Minimaal 40% vrouwen in de top van het bedrijfsleven per 2020 is een realistische doelstelling. Dit sluit aan bij de horizon die de Europese Unie heeft gekozen voor het bereiken van de EU2020 doelstellingen voor de toekomst van de Europese economie en biedt het bedrijfsleven voldoende tijd om maatregelen te nemen en vrouwelijk talent op te leiden en te werven. Om te voorkomen dat actie wordt uitgesteld zou 30% per 2015 een goed tussendoel zijn. Deze doelstellingen zouden zeker bindend moeten zijn. Zoals hierboven aangegeven werken niet-bindende doelstellingen slechts voor een zeer beperkt aantal bedrijven en is het voor een significante verhoging van het aantal vrouwen in ondernemingsbesturen nodig dat bindende doelen gesteld worden. Niet-bindende maatregelen met de nadruk op zelfregulering hebben nu ongeveer twee decennia de kans gehad om zich te bewijzen, maar hebben helaas aantoonbaar gefaald.
-
-Voor welke ondernemingen (bv. beursgenoteerde/van een bepaalde omvang) zou een dergelijk initiatief moeten worden genomen?
De Europese Unie zou bindende doelen met sancties moeten verplichten voor bedrijven die hun vestigingsplaats in de EU hebben. Er zou (in eerste instantie) gekozen kunnen worden voor bedrijven met meer dan 250 werknemers, waardoor het MKB is uitgezonderd. Hopelijk treedt er een spillover effect op richting kleinere bedrijven. Zo niet, dan kan na evaluatie altijd nog gekozen worden voor een verbreding van de definitie. Indien verlies van beursnotering de gekozen sanctie is, dan ligt het in de rede om de groep ondernemingen te beperken tot beursgenoteerde bedrijven met meer dan 250 werknemers. De definitie moet passen bij de voorgestelde sancties.

Aangeleverde gegevens ::

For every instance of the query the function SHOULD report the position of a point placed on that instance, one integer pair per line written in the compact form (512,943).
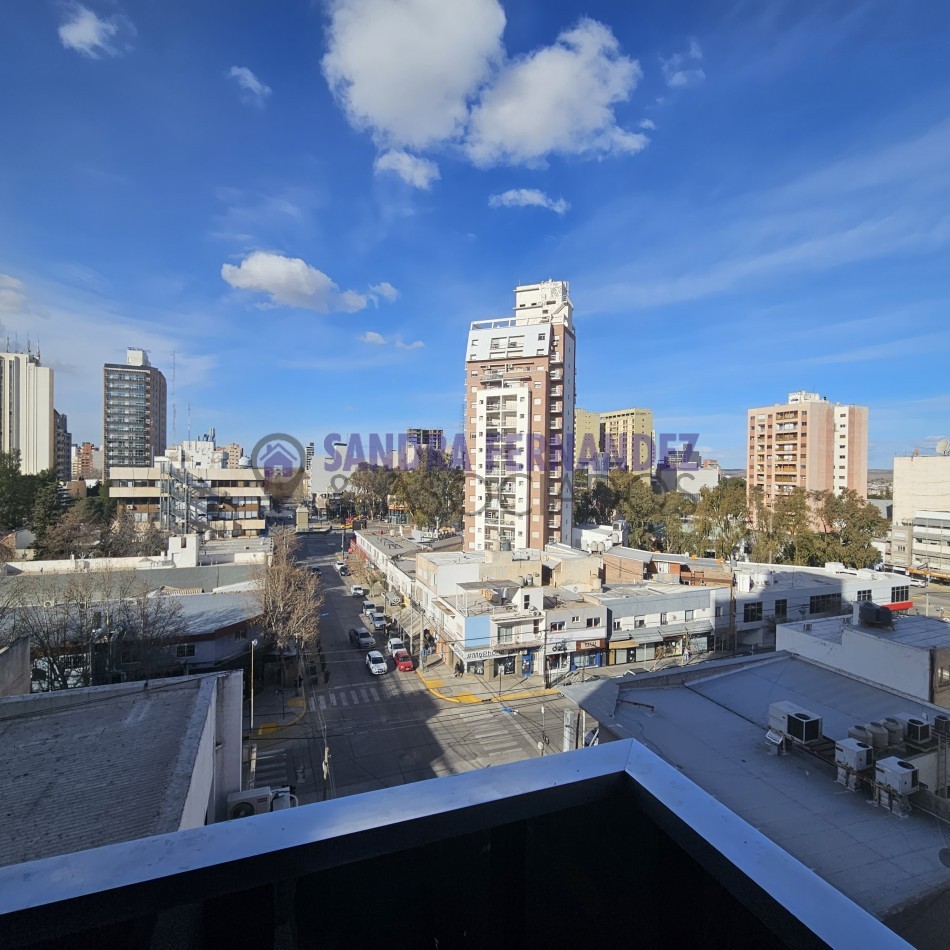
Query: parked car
(361,637)
(376,663)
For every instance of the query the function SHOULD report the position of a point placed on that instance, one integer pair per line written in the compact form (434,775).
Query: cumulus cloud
(94,36)
(377,339)
(406,71)
(682,69)
(255,91)
(527,198)
(558,99)
(291,282)
(384,289)
(415,171)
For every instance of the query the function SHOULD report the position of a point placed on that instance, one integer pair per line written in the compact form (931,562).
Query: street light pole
(253,644)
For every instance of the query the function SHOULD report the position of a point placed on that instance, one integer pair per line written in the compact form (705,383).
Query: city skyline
(745,203)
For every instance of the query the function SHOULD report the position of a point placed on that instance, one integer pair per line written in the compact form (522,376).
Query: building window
(824,604)
(752,612)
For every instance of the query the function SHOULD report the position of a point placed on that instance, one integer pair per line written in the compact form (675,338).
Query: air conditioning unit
(259,801)
(853,754)
(795,722)
(896,775)
(918,731)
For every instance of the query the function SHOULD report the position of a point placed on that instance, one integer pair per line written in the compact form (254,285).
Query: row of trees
(808,528)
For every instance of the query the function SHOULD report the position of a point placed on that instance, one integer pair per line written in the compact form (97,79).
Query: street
(388,730)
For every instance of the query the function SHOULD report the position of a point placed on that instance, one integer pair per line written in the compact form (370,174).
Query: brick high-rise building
(519,422)
(134,413)
(807,443)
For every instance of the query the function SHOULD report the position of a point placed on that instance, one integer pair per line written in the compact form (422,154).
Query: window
(752,612)
(824,604)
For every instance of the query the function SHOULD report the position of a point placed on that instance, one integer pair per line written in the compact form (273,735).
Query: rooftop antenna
(174,405)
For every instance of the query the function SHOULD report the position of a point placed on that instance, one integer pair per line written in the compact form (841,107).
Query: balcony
(489,851)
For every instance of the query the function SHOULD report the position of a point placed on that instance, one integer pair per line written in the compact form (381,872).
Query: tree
(288,596)
(371,486)
(722,519)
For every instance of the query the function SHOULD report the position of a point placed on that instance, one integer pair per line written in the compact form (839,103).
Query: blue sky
(307,203)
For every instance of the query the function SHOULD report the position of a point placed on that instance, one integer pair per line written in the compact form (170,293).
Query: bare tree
(288,596)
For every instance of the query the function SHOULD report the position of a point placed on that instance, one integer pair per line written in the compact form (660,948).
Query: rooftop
(89,767)
(710,721)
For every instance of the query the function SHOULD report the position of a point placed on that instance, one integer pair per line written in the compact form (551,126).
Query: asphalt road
(389,730)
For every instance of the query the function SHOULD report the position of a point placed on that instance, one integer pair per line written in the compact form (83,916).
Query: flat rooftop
(88,767)
(710,722)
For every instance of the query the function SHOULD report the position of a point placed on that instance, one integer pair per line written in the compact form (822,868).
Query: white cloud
(527,198)
(415,171)
(681,69)
(93,36)
(406,71)
(558,99)
(256,92)
(384,289)
(291,282)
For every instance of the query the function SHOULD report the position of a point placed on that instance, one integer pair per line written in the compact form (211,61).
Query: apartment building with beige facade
(808,443)
(519,423)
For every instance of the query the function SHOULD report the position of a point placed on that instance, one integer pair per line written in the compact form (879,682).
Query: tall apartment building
(519,423)
(586,436)
(134,412)
(62,443)
(627,439)
(26,411)
(807,443)
(426,438)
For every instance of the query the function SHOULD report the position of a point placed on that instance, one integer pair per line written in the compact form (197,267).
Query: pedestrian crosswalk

Opdracht :: Geef uit het fragment over vrouwen in de top van het bedrijfsleven alles terug vanaf "De Europese Unie zou" tot en met "de voorgestelde sancties.", woord voor woord en zonder wijzigingen.

Antwoord ::
De Europese Unie zou bindende doelen met sancties moeten verplichten voor bedrijven die hun vestigingsplaats in de EU hebben. Er zou (in eerste instantie) gekozen kunnen worden voor bedrijven met meer dan 250 werknemers, waardoor het MKB is uitgezonderd. Hopelijk treedt er een spillover effect op richting kleinere bedrijven. Zo niet, dan kan na evaluatie altijd nog gekozen worden voor een verbreding van de definitie. Indien verlies van beursnotering de gekozen sanctie is, dan ligt het in de rede om de groep ondernemingen te beperken tot beursgenoteerde bedrijven met meer dan 250 werknemers. De definitie moet passen bij de voorgestelde sancties.